[Records]

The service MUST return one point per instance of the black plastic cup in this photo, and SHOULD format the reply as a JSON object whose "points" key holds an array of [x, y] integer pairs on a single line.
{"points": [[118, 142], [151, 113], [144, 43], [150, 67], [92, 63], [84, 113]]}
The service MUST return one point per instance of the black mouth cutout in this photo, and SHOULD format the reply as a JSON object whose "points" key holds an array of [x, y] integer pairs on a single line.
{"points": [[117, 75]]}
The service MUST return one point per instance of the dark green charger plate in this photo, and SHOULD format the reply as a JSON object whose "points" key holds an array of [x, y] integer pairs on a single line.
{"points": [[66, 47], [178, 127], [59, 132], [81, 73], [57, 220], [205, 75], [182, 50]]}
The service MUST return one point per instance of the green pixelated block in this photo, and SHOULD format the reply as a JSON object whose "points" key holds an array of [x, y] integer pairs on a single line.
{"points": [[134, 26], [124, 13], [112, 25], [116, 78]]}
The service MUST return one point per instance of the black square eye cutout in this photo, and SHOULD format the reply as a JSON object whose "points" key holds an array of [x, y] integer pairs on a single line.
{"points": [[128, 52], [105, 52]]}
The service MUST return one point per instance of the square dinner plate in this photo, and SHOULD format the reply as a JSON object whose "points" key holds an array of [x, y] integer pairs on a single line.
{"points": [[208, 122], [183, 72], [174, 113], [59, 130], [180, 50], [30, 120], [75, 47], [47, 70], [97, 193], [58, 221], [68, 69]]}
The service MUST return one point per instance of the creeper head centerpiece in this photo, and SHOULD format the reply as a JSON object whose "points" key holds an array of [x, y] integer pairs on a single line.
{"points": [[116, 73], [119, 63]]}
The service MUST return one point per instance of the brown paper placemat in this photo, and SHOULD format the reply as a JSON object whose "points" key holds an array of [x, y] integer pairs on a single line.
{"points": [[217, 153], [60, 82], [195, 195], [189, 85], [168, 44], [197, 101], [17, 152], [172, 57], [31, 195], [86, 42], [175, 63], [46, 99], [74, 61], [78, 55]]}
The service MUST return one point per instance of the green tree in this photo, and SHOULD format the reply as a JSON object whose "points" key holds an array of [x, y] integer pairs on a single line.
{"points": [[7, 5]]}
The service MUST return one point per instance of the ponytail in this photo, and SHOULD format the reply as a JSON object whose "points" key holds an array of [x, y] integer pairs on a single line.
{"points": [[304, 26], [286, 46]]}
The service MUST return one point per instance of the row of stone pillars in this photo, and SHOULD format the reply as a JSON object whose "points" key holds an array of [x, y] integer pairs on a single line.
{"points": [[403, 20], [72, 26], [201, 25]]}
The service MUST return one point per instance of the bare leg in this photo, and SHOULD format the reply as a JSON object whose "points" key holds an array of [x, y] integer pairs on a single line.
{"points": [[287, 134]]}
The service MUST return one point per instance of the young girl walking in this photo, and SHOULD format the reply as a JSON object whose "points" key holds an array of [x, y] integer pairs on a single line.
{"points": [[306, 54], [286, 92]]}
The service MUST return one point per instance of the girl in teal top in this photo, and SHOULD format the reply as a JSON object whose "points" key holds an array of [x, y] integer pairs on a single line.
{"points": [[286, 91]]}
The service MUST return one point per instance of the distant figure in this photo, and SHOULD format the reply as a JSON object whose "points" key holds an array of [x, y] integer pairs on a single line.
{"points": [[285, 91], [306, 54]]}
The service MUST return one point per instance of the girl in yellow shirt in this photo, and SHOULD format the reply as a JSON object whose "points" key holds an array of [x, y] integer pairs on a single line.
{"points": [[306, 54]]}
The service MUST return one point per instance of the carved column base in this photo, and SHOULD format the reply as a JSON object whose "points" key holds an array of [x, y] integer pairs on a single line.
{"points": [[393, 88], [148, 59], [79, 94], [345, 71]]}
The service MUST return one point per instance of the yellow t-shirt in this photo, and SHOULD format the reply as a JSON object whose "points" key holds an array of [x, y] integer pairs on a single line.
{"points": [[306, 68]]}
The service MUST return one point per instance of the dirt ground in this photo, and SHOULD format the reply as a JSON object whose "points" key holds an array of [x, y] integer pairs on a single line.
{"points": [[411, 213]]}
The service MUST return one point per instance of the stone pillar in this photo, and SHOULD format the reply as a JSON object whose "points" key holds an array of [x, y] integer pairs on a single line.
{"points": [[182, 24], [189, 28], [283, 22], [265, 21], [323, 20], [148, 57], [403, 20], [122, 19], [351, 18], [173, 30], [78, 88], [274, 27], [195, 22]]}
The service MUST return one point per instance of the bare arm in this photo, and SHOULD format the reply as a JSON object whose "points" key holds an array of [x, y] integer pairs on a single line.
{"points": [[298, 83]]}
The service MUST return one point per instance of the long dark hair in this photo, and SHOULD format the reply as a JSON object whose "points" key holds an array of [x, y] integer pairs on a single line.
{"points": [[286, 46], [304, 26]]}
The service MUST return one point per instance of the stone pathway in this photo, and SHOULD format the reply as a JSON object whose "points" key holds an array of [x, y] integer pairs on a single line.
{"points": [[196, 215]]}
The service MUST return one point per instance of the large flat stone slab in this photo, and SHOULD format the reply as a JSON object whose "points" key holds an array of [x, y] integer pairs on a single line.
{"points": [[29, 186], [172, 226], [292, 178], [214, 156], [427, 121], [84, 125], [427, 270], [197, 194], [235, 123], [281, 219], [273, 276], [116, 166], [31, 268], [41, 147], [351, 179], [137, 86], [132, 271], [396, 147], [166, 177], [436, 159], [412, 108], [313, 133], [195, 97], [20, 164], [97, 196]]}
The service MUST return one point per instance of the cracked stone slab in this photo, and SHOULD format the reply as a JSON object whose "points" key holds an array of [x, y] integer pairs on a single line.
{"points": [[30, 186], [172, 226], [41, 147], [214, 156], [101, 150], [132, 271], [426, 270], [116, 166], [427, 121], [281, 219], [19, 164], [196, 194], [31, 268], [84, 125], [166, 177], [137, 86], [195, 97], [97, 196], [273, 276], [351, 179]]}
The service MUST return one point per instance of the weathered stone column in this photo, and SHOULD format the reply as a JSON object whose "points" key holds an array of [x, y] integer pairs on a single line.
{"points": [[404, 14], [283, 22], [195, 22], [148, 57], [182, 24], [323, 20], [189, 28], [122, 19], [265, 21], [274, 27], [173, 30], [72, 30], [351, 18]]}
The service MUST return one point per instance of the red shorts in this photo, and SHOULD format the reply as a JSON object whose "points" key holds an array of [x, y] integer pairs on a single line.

THE TASK ▸
Copy out the material word for word and line for line.

RESPONSE ▸
The service MUST return one point per instance of the black plastic cup in this photo, and SHOULD format the reply as a JSON object whose "points" key holds an array of [x, y] integer pairs on a single line.
{"points": [[118, 142], [151, 113], [144, 43], [150, 67], [92, 63], [84, 113]]}
The service MUST return one point per instance of the black mouth cutout in this photo, and SHOULD format the reply as a JSON object whose "points" key holds an array of [x, y] integer pairs on a single line.
{"points": [[117, 75]]}
The service MUST return one point per instance of the dark green charger plate in this photo, and SHOULD format the reply as a JSON object whose "points" key holds an array of [x, y] integer pairs on a single line.
{"points": [[66, 47], [178, 127], [59, 132], [81, 73], [57, 220], [205, 75], [182, 50]]}
The service MUST return one point per instance of the green pixelated block in this photo, and SHOULD format the reply as a JSON object whose "points" key holds an array of [x, y] integer pairs on a single line.
{"points": [[134, 26], [124, 13], [112, 25], [116, 78]]}
The service MUST return one point per instance of the black square eye cutout in this photo, and SHOULD format the reply as a JSON object whose "points" key holds an array of [x, y] integer pairs on a single line.
{"points": [[128, 52], [105, 52]]}
The service MUST return one point per instance of the square dinner plate in this photo, and SHOULD format the reply as a JSON object whose "points" key holds an array of [x, y] integer pairs on a single line.
{"points": [[208, 122], [183, 72], [174, 113], [59, 130], [180, 50], [30, 120], [75, 47], [47, 70], [97, 193], [58, 221], [68, 69]]}
The service MUST return one point per instance of the creeper head centerpiece in this photo, and SHOULD format the reply as a JSON object whose "points" key holds an array of [x, y] integer pairs on a single line.
{"points": [[116, 73], [119, 63]]}
The service MUST return one point per instance of the brown paper placemat in this photo, and SHOULD format the reply as a JSON object whose "points" key holds an array of [x, y] integer pairs on a single line.
{"points": [[217, 153], [60, 82], [195, 195], [189, 85], [168, 44], [197, 101], [17, 152], [172, 57], [31, 195], [86, 42], [175, 63], [46, 99], [74, 61], [78, 55]]}
The service MUST return one point per instance of the green tree in this photo, and SHOULD format the reply as a JSON object whose "points" key holds an array of [x, y] integer pairs on a single line.
{"points": [[7, 5]]}
The service MUST return one point per instance of the ponytail in this photo, and SHOULD format the reply as a JSON object whose "points" key holds an array of [x, y] integer pairs on a single line.
{"points": [[304, 26], [286, 46]]}
The service MUST return one point per instance of the row of stone pillars in this photo, and SHOULD format the reply as a JSON object whose "points" key holds an array of [x, y] integer pairs on a single line.
{"points": [[403, 20], [72, 26], [201, 25]]}
The service MUST return one point per instance of the bare leg in this photo, and SHOULD format the reply as a JSON object whose "points" key holds an array of [x, y] integer pairs on a single line.
{"points": [[287, 134]]}
The service MUST return one point per instance of the young girl walking in this photo, and SHOULD format the reply as a JSON object whose "points" key holds an array of [x, y] integer pairs on a single line.
{"points": [[306, 54], [286, 92]]}
The service MUST return one point per instance of the girl in teal top in this photo, and SHOULD format the reply as a JSON object whose "points" key holds an array of [x, y] integer pairs on a single line.
{"points": [[286, 91]]}
The service MUST return one point per instance of the distant figure in this photo, and SHOULD format the reply as a JSON object whose "points" key holds an array of [x, y] integer pairs on a single line.
{"points": [[285, 91], [306, 54]]}
The service MUST return one point per instance of the girl in yellow shirt in this photo, and SHOULD format the reply as a JSON object whose "points" key holds an array of [x, y] integer pairs on a single line.
{"points": [[306, 54]]}
The service MUST return one point per instance of the carved column base in this photo, and SHOULD format the reply as a JSON object whose "points" key holds an array of [x, y] integer pairs on a single line.
{"points": [[393, 88], [148, 59], [79, 94], [345, 71]]}
The service MUST return one point per instance of the yellow t-shirt in this photo, and SHOULD format the reply as a JSON object whose "points" key holds an array of [x, y] integer pairs on a single line.
{"points": [[306, 68]]}
The service MUST return one point per instance of the dirt ground in this photo, and SHOULD format the reply as a JSON object whose "points" key holds an array of [x, y] integer pairs on a single line.
{"points": [[411, 213]]}
The service MUST return one point per instance of the stone pillar in this photo, and SHOULD format the reply as a JSON object whose "points" key holds an array of [x, y] integer pairs on a single line.
{"points": [[182, 24], [189, 28], [283, 22], [265, 21], [323, 20], [148, 57], [403, 20], [122, 19], [351, 18], [173, 30], [78, 88], [274, 27], [195, 22]]}
The service MUST return one point per instance of the bare arm in this photo, and SHOULD format the reply as a JSON object whose "points" key holds an array of [x, y] integer pairs on a single line.
{"points": [[298, 83]]}
The service MUST return one point per instance of the long dark hair in this photo, and SHOULD format the reply as a JSON object whose "points" key holds an array of [x, y] integer pairs on a single line.
{"points": [[286, 46], [304, 26]]}
The service MUST return one point per instance of the stone pathway in this photo, and SHOULD format the reply as a JSON object whose "points" key holds an array of [x, y] integer pairs on a single line.
{"points": [[196, 215]]}
The service MUST return one point per instance of the large flat stone slab in this photo, and SHOULD format the reply as a JSON object whose "points" key holds an array of [x, y] integer pairs on a single line.
{"points": [[29, 186], [172, 226], [292, 178], [214, 156], [427, 121], [84, 125], [427, 270], [197, 194], [235, 123], [281, 219], [273, 276], [116, 166], [31, 268], [41, 147], [351, 179], [137, 86], [132, 271], [396, 147], [166, 177], [436, 159], [412, 108], [313, 133], [195, 97], [20, 164], [97, 196]]}
The service MUST return one point per instance of the cracked stone slab in this photo, and SHOULD format the reply as a JSON object whose "points" key holds an array of [x, y] integer pairs on a single line.
{"points": [[30, 186], [172, 226], [41, 147], [214, 156], [101, 150], [132, 271], [426, 270], [116, 166], [427, 121], [281, 219], [19, 164], [196, 194], [31, 268], [84, 125], [166, 177], [137, 86], [195, 97], [97, 196], [273, 276], [351, 179]]}
The service MUST return one point per instance of the weathered stone column in this photo, and SHOULD format the reply as a JSON object whose "points" key holds an array of [x, y] integer pairs on a single line.
{"points": [[404, 14], [283, 22], [195, 22], [148, 57], [182, 24], [323, 20], [189, 28], [122, 19], [265, 21], [274, 27], [173, 30], [72, 30], [351, 18]]}
The service MUST return one point per instance of the red shorts in this photo, and SHOULD format the reply as a JSON object whose "points" key holds an array of [x, y] integer pairs on a single line.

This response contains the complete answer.